List of tasks:
1. Please translate this sentence from the HR extract into Spanish: "I worked on the big stuff, and the small stuff took care of itself."
2. Extend the HR extract with a further paragraph that picks up after its final sentence.

Extract provided:
-- -- --

I can listen to and problem-solve with employees for hours, but it was much more exciting and uplifting to be able to tell our employees “I know — your supervisor Sally is not always kind and not always patient. Thank you for letting me know that she needs help. I want to ask you a favor. Can you please be patient with Sally while she is learning how to be a supervisor?
“I am launching a supervisory training program and supervisor brainstorming lunches next month. You will see Sally change. You will change, too. That’s a better solution than coming down the hall and waiting to tell me the things that Sally says and does that bother you – isn’t it?”
Of course it was!
I worked on the big stuff, and the small stuff took care of itself. That is how you get ahead on the job — not by working more hours or giving every To-Do item less of your time but by making a big goal that will change whatever is broken or add whatever is missing in your department or your company.
That way, when the end of the year rolls around you’ll have something to show for your efforts, beyond “I took care of eight hundred and sixty-seven small issues this year!”
Three months after I got religion about the difference between working reactively and working proactively, you could see the difference in our company. It was easier and faster for us to recruit new employees. Our teammates became our best recruiting sources. They liked the extra money they earned in referral bonuses and they liked bringing their friends into our company.
Employees were no longer lined up waiting to talk to me about every unfortunate issue they had experienced at a supervisor’s hands. I was still their advocate — and, of course, the supervisors’ advocate too — but now I advocated for them in a different way. I advocated for them at a higher altitude — not down in the weeds.
Our supervisors felt more comfortable handling sticky situations in their departments because we talked through case studies every time we got together for a brown-bag lunch. Soon we added another brown-bag lunch event for non-supervisory employees. We invited our team members who were experts in one thing or another to present to anyone who wanted to come.
One of our folks was an amazing classical guitarist. He played for us one day at lunchtime. Another fellow was very involved with Habitat for Humanity and he told us about the houses he had built. I didn’t realize it right away, but we were building community at work. That is the best thing an HR person can do!

-- -- --

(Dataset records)
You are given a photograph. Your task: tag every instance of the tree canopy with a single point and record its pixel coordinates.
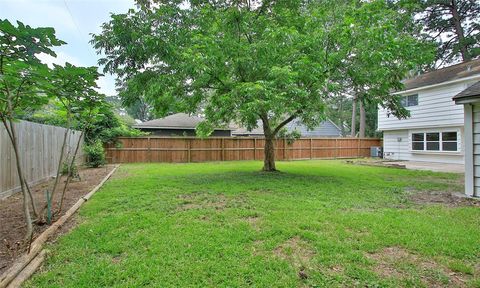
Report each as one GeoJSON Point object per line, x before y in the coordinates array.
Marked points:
{"type": "Point", "coordinates": [244, 61]}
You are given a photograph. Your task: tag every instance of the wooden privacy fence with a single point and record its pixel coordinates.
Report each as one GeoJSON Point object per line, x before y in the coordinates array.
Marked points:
{"type": "Point", "coordinates": [191, 149]}
{"type": "Point", "coordinates": [39, 147]}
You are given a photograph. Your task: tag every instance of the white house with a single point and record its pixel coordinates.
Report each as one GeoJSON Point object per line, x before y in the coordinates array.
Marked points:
{"type": "Point", "coordinates": [470, 99]}
{"type": "Point", "coordinates": [435, 129]}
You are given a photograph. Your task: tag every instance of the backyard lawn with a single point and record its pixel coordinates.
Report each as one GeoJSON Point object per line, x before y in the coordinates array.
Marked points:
{"type": "Point", "coordinates": [316, 223]}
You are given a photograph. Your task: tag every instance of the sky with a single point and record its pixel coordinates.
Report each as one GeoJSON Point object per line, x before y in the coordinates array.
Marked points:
{"type": "Point", "coordinates": [74, 21]}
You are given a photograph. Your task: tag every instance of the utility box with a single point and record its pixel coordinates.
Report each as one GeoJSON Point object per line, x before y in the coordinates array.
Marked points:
{"type": "Point", "coordinates": [376, 152]}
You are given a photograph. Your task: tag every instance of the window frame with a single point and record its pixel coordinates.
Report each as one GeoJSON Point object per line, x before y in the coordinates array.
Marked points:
{"type": "Point", "coordinates": [440, 142]}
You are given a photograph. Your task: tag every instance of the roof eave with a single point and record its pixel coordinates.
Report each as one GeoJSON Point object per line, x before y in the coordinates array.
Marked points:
{"type": "Point", "coordinates": [474, 77]}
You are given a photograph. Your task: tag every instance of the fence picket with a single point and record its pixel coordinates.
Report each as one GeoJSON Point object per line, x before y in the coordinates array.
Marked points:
{"type": "Point", "coordinates": [238, 148]}
{"type": "Point", "coordinates": [39, 146]}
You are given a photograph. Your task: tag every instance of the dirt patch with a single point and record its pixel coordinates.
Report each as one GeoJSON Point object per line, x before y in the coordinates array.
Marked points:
{"type": "Point", "coordinates": [13, 226]}
{"type": "Point", "coordinates": [197, 201]}
{"type": "Point", "coordinates": [441, 197]}
{"type": "Point", "coordinates": [396, 262]}
{"type": "Point", "coordinates": [296, 251]}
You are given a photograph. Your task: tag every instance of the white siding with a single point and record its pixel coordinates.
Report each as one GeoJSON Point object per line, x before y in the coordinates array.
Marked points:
{"type": "Point", "coordinates": [476, 148]}
{"type": "Point", "coordinates": [396, 146]}
{"type": "Point", "coordinates": [435, 109]}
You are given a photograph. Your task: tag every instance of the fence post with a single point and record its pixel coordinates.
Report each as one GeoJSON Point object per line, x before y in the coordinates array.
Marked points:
{"type": "Point", "coordinates": [311, 148]}
{"type": "Point", "coordinates": [335, 156]}
{"type": "Point", "coordinates": [149, 152]}
{"type": "Point", "coordinates": [358, 147]}
{"type": "Point", "coordinates": [223, 149]}
{"type": "Point", "coordinates": [189, 152]}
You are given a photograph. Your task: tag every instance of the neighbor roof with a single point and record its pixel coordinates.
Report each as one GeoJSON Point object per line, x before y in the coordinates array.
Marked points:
{"type": "Point", "coordinates": [175, 121]}
{"type": "Point", "coordinates": [472, 92]}
{"type": "Point", "coordinates": [454, 72]}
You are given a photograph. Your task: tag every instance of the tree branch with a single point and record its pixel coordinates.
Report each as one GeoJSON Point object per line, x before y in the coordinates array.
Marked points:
{"type": "Point", "coordinates": [286, 121]}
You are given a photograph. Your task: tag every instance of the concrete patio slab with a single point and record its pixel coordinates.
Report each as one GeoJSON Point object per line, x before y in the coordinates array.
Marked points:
{"type": "Point", "coordinates": [431, 166]}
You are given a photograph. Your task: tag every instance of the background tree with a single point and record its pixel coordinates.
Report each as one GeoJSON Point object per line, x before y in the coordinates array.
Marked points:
{"type": "Point", "coordinates": [244, 61]}
{"type": "Point", "coordinates": [383, 47]}
{"type": "Point", "coordinates": [454, 25]}
{"type": "Point", "coordinates": [23, 82]}
{"type": "Point", "coordinates": [73, 87]}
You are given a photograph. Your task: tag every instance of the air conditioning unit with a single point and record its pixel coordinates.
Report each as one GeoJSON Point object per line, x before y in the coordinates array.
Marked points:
{"type": "Point", "coordinates": [376, 151]}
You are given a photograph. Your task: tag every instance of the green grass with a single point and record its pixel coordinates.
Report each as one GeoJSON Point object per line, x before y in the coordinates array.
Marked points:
{"type": "Point", "coordinates": [316, 223]}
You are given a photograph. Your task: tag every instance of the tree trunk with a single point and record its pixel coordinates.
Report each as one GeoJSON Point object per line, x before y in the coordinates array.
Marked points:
{"type": "Point", "coordinates": [70, 169]}
{"type": "Point", "coordinates": [459, 31]}
{"type": "Point", "coordinates": [59, 167]}
{"type": "Point", "coordinates": [354, 117]}
{"type": "Point", "coordinates": [269, 160]}
{"type": "Point", "coordinates": [340, 116]}
{"type": "Point", "coordinates": [362, 120]}
{"type": "Point", "coordinates": [26, 208]}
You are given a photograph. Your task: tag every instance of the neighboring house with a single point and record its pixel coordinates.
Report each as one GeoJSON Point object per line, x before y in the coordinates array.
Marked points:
{"type": "Point", "coordinates": [470, 100]}
{"type": "Point", "coordinates": [326, 129]}
{"type": "Point", "coordinates": [435, 130]}
{"type": "Point", "coordinates": [179, 124]}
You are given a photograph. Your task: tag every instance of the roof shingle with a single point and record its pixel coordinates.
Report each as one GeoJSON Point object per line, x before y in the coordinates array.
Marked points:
{"type": "Point", "coordinates": [450, 73]}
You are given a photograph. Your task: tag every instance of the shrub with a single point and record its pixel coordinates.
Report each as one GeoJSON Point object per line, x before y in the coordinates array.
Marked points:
{"type": "Point", "coordinates": [95, 154]}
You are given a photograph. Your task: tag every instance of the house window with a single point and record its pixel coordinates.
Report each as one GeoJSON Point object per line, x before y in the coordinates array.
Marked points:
{"type": "Point", "coordinates": [418, 141]}
{"type": "Point", "coordinates": [410, 100]}
{"type": "Point", "coordinates": [435, 141]}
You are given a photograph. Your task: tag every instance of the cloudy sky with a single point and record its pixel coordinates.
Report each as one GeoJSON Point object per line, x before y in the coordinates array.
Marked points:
{"type": "Point", "coordinates": [74, 21]}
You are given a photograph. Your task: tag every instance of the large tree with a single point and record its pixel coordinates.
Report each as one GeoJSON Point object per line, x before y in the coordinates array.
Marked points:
{"type": "Point", "coordinates": [24, 81]}
{"type": "Point", "coordinates": [455, 25]}
{"type": "Point", "coordinates": [245, 61]}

-- -- --

Written answers:
1. Me ocupé de los asuntos grandes, y los pequeños se resolvieron solos.

2.
Can you look at your job from altitude to see what the roadblocks that will keep your department or your organization stuck until they are removed? Those are your big-ticket items. You will always have a to-do list, but as you gain altitude and create a vision for yourself in the job, you’ll find that the items on your to-do list change. Within a year after launching my plan, managers were consulting me to talk about their own visions — not to get my help writing up an employee over some silly infraction the way they used to do in the frustrating days of working in the weeds.
You will rise up in your job, in your organization and in your own field of possibilities when you get out of the weeds and ask questions like “Why does my job exist?” and “How could I have the greatest positive impact on this organization?” To get your answers, you’ll need to ask a lot of questions of other people. If you don’t know your organization’s mission, now is a great time to find out what it is!
You may find that getting ahead at work means learning about a new area of the business you haven’t been exposed to before. Getting ahead might mean changing jobs or becoming a supervisor or going back to school. It will be an individual decision. All of us have different goals, and “getting ahead” can mean very different things to different people. What does getting ahead mean to you?
That is a great question to ponder as you get altitude on your job and your career. No one can drive into a blinding snowstorm forever. Get above the flurries and look down at your path. Ask yourself this question: “Where am I trying to go, and what is in my way?”